__OBJECTIF__: Poursuivez l'article sur le projet Lovaganza et l'intervention de l'AMF en enchaînant directement après sa dernière phrase.

__EXTRAIT CHOISI__:

= = = = = = =

Le projet Lovaganza a beau se présenter comme une initiative visant «l'unité, la paix et l'abondance pour tous», qui cherche à «procurer une qualité de vie universelle pour tous les enfants du monde», la police du secteur financier n'est pas prête à lui donner le bon Dieu sans confession.

Au contraire, les investisseurs sont invités à se méfier des sollicitations liées au financement de ce projet, lancé par les producteurs et réalisateurs québécois Jean-François et Geneviève Gagnon, visant la production de trois films à grand déploiement dont les profits doivent servir à financer des projets humanitaires, notamment une chaîne humaine traversant tous les continents, prévue pour septembre 2015.

En plus de faire une mise en garde aux investisseurs, l'Autorité des marchés financiers (AMF) a obtenu la permission du tribunal pour bloquer les comptes bancaires de trois organisations et de huit personnes liées à Lovaganza. Les personnes ciblées doivent aussi cesser leur sollicitation financière.

«En faisant enquête, on a découvert que les investisseurs se faisaient remettre un document, une sorte de titre d'emprunt, qui promettait un rendement pouvant atteindre cinq fois la somme investie, explique le porte-parole de l'AMF, Sylvain Théberge. On a aussi constaté que de l'argent était envoyé à l'étranger. On a demandé le blocage des fonds, parce que l'argent des investisseurs est potentiellement à risque.»

La sollicitation se fait par l'intermédiaire de la Corporation One-Land, par Lovaganza 2015 et par Fer Rouge Creative Company. Les personnes visées par l'ordonnance de blocage sont Mark-Érik Fortin, Jean-François Gagnon, Geneviève Cloutier-Gagnon, Mathieu Carignan, Karine Lamarre, Louise Larente, Karine Despatie et Roland Chaput.

= = = = = = =

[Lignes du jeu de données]
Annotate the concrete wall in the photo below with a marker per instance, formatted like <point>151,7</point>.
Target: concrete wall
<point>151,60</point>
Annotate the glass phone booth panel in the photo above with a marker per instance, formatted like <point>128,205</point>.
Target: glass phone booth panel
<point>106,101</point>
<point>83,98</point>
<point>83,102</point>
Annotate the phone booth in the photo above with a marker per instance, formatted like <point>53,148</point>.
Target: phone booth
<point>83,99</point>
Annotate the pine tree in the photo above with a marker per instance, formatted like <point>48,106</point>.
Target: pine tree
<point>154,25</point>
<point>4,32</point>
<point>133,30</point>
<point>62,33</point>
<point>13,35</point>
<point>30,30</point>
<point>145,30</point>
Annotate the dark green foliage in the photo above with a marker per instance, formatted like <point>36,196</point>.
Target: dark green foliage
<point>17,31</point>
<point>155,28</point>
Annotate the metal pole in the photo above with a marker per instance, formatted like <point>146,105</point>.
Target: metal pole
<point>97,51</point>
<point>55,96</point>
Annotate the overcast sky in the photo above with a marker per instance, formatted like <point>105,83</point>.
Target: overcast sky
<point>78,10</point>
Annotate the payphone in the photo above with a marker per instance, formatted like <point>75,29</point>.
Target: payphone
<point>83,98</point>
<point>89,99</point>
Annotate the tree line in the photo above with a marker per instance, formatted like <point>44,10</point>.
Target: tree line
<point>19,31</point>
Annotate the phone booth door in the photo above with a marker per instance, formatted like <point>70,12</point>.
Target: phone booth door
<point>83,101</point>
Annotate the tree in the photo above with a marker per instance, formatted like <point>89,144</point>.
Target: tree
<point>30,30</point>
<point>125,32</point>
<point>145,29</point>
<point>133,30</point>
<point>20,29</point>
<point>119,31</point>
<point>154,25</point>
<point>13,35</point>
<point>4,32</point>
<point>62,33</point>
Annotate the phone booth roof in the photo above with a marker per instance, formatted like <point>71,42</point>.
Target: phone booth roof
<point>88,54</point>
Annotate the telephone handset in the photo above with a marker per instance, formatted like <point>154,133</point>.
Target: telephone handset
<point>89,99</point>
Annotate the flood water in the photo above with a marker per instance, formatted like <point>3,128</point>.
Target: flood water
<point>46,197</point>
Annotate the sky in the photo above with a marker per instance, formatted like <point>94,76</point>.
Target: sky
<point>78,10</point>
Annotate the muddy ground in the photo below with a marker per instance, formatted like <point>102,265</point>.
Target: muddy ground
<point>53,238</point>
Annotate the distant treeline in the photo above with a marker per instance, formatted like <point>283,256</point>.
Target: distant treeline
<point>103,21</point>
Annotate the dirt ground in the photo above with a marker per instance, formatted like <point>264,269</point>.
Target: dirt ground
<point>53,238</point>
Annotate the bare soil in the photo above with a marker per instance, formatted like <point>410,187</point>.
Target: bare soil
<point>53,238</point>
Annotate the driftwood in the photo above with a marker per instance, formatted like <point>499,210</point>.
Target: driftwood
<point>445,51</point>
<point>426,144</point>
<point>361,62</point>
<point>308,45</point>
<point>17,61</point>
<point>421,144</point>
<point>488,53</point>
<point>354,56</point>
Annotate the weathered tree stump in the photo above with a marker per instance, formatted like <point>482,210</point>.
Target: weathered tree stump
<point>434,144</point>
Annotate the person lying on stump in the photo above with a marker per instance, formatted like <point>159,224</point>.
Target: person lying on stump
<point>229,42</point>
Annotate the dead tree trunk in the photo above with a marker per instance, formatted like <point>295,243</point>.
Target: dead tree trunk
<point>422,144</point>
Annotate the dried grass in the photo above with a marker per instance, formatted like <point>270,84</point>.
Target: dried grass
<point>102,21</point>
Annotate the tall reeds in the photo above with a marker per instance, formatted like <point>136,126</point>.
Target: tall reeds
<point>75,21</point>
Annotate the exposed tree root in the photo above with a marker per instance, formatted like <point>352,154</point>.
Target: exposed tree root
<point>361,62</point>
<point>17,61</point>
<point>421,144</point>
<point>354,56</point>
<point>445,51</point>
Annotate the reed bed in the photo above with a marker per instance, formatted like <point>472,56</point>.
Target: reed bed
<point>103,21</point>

= = = = = = =

__RÉPONSE ATTENDUE__:
Sylvain Théberge n'a pas été en mesure de préciser les montants en jeu ni le nombre d'investisseurs qui ont contribué financièrement à l'aventure. L'AMF indique cependant que les montants investis sont de plus en plus importants, que les rendements promis sont extrêmement élevés et que la sollicitation se poursuit.

Dans une infolettre datant de 2012, le PDG de One-Land et producteur de Lovaganza, Mark-Érik Fortin, indiquait qu'un budget de 400 000$ était nécessaire pour la dernière phase de développement du projet. «Ce budget nous mènera à la signature avec un studio majeur hollywoodien au plus tard à l'automne 2012, écrit-il. Suivront ensuite la préproduction, le tournage, la postproduction et finalement l'arrivée aux grands écrans, ce qui fera augmenter la valeur de votre investissement.»

M. Fortin cite en guise d'exemple les profits générés par les films Avengers et Twilight pour faire valoir la rentabilité du projet Lovaganza. Il invite les sympathisants à se mobiliser pour attirer des investisseurs pour réaliser «la plus grande production cinématographique de tous les temps et un événement qui saura marquer l'humanité pour des décennies», écrit-il.

La Loi sur les valeurs mobilières encadre de façon très stricte toute forme d'investissement. Il faut notamment être inscrit auprès de l'AMF et émettre un prospectus pour informer adéquatement les investisseurs potentiels.

Un projet planétaire

Lovaganza prévoit la production d'une trilogie cinématographique racontant l'histoire d'un immense convoi, mené par un prêtre motard défroqué, «qui parcourt le "Godsland" et révèle un monde parallèle où le sort de l'humanité repose sur la réalisation d'une prophétie vieille de 5000 ans».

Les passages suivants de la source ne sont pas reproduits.